List every line from the items below that includes the word "concrete", treating uppercase and lowercase as different.

[Stored dataset items]

______

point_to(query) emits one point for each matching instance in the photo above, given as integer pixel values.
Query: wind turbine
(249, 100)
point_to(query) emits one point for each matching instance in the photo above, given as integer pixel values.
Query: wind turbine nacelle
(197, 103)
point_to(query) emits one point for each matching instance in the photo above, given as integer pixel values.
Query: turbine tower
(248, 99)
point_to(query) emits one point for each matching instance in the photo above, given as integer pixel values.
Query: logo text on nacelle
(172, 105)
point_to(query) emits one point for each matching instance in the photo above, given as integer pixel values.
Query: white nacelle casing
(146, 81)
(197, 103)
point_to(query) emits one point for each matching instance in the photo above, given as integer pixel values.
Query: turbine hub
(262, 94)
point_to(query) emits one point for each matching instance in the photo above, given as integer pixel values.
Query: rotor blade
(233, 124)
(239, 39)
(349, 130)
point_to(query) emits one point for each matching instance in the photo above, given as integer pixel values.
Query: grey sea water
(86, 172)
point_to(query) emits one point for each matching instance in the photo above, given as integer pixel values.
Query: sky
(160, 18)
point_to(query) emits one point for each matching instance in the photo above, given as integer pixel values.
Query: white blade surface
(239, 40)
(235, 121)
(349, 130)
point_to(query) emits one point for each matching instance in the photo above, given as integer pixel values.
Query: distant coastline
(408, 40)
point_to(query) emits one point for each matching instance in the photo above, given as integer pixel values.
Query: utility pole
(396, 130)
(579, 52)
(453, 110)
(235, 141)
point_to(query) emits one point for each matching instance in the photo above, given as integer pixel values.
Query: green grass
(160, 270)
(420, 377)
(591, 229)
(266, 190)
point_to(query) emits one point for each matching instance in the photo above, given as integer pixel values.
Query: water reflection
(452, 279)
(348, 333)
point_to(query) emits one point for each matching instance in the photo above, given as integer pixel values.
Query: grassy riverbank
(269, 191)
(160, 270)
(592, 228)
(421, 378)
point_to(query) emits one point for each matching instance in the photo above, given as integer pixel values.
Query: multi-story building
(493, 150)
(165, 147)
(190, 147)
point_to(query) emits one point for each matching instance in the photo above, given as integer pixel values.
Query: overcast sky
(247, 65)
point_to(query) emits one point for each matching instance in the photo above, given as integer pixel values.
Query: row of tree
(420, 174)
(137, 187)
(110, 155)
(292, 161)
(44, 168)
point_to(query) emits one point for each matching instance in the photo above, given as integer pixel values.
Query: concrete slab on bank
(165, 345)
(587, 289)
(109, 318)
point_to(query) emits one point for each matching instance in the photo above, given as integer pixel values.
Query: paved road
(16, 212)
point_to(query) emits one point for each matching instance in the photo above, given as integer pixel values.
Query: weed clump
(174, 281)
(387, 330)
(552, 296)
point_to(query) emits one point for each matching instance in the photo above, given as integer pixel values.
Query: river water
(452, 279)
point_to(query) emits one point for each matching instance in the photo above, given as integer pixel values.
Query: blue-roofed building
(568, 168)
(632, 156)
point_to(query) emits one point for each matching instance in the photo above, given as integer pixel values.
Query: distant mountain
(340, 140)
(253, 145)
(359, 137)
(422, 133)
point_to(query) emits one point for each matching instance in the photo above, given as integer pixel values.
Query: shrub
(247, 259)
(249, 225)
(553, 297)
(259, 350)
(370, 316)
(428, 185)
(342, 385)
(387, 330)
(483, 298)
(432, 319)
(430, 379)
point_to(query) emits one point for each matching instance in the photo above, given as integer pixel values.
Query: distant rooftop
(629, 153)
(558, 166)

______

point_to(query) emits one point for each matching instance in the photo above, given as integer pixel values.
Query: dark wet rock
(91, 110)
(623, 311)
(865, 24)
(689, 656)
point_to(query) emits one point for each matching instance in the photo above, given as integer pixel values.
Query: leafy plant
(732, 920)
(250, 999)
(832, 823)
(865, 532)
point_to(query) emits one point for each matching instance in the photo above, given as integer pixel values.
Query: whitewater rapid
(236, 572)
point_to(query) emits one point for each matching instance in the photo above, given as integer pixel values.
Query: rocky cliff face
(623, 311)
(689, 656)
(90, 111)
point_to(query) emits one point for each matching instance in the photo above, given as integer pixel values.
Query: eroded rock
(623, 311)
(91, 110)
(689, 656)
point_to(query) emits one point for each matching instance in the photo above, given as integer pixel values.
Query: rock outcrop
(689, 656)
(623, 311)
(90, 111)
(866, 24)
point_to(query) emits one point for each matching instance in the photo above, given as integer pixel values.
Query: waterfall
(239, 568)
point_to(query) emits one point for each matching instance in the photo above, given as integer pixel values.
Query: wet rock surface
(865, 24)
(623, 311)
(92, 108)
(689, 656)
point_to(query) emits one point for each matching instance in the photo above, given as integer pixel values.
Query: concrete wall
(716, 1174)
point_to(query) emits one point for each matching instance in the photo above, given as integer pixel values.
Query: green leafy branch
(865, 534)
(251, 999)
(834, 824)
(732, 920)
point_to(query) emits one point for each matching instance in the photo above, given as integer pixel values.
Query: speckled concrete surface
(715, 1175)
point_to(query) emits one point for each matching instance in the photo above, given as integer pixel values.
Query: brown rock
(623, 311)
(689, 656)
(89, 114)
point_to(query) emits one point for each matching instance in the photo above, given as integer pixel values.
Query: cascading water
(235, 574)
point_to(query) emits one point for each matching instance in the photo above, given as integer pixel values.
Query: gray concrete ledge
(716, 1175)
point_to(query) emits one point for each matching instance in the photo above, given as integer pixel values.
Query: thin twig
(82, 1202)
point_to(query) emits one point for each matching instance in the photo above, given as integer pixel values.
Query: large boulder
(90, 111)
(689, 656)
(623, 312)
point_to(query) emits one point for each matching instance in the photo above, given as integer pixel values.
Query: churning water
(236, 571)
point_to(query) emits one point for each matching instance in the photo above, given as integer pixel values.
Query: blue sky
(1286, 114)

______

FINAL RESULT:
Query: concrete slab on bank
Query: concrete wall
Query: speckled concrete surface
Query: gray concrete ledge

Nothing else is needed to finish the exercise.